═════ Data records

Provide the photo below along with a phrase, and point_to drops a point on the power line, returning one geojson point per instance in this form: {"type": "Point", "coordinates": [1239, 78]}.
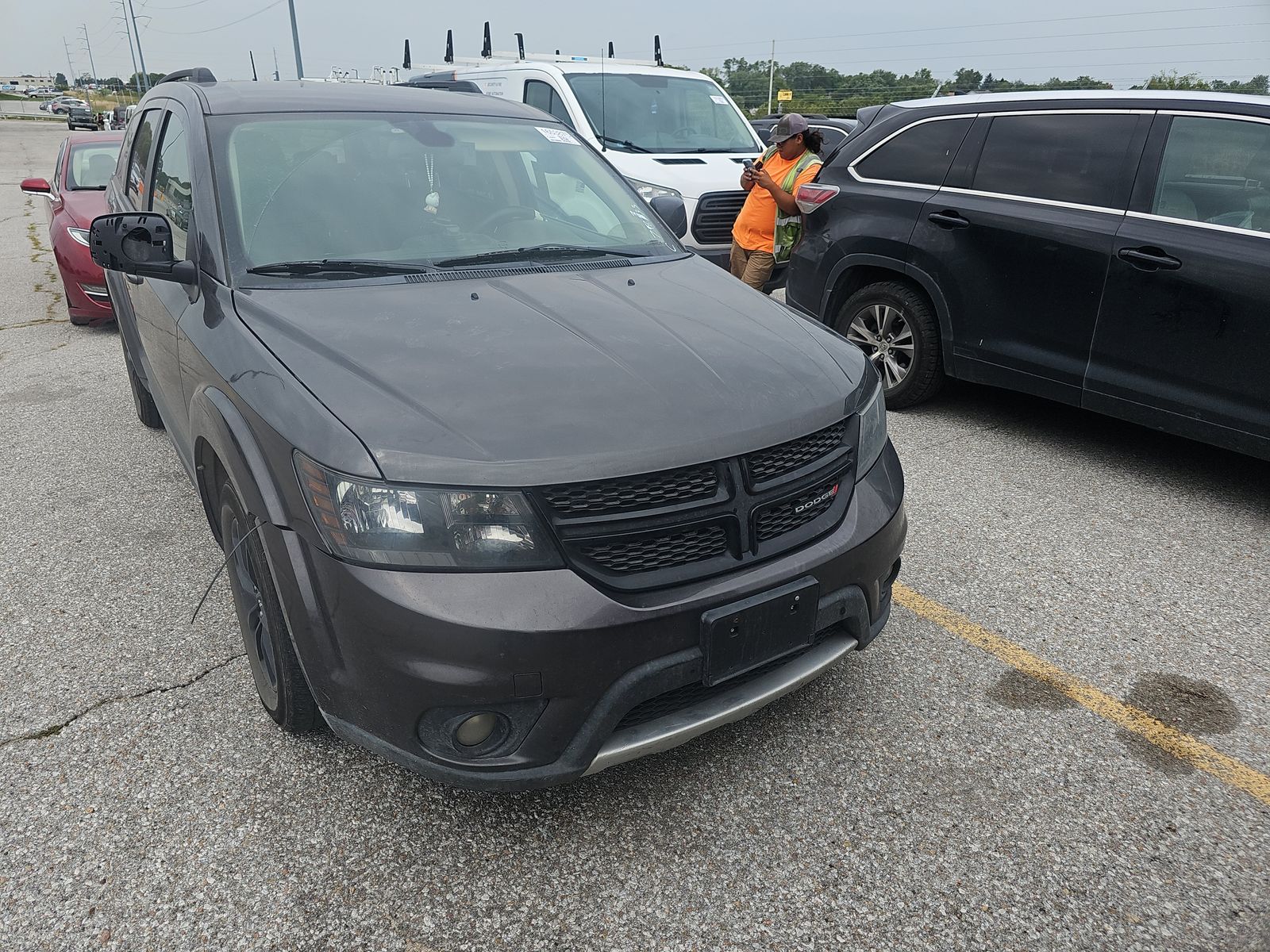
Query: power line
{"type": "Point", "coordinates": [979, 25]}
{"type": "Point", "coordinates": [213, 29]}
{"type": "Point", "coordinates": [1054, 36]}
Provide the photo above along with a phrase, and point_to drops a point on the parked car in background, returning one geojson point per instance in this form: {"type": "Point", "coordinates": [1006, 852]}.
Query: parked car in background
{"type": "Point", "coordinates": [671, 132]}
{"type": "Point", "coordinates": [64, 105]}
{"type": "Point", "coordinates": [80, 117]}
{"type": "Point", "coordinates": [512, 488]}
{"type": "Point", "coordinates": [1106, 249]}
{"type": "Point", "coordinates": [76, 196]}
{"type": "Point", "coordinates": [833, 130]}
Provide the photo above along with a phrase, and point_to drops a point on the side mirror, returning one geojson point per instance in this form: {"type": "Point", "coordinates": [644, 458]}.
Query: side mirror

══════════

◆ Objective:
Format every line of the entries above as a numbered list, omitting blank lines and the pictures.

◆ Written solution:
1. Provide the photo below along with a phrase, and point_to drops a point on the power line, returning one geojson point per instance in this form: {"type": "Point", "coordinates": [1239, 78]}.
2. Query: power line
3. {"type": "Point", "coordinates": [979, 25]}
4. {"type": "Point", "coordinates": [213, 29]}
5. {"type": "Point", "coordinates": [1054, 36]}
6. Provide the photo above along with a phrase, and point_to drops a point on the parked car in background, returning one geojson point per instance in this form: {"type": "Point", "coordinates": [1006, 852]}.
7. Query: parked car in background
8. {"type": "Point", "coordinates": [671, 132]}
9. {"type": "Point", "coordinates": [64, 105]}
10. {"type": "Point", "coordinates": [80, 117]}
11. {"type": "Point", "coordinates": [512, 488]}
12. {"type": "Point", "coordinates": [1106, 249]}
13. {"type": "Point", "coordinates": [76, 196]}
14. {"type": "Point", "coordinates": [833, 130]}
15. Provide the photo above along with a phrase, and point_to drops a point on the side mirror, returning one geojson point per instance in this form: {"type": "Point", "coordinates": [644, 458]}.
16. Query: side mirror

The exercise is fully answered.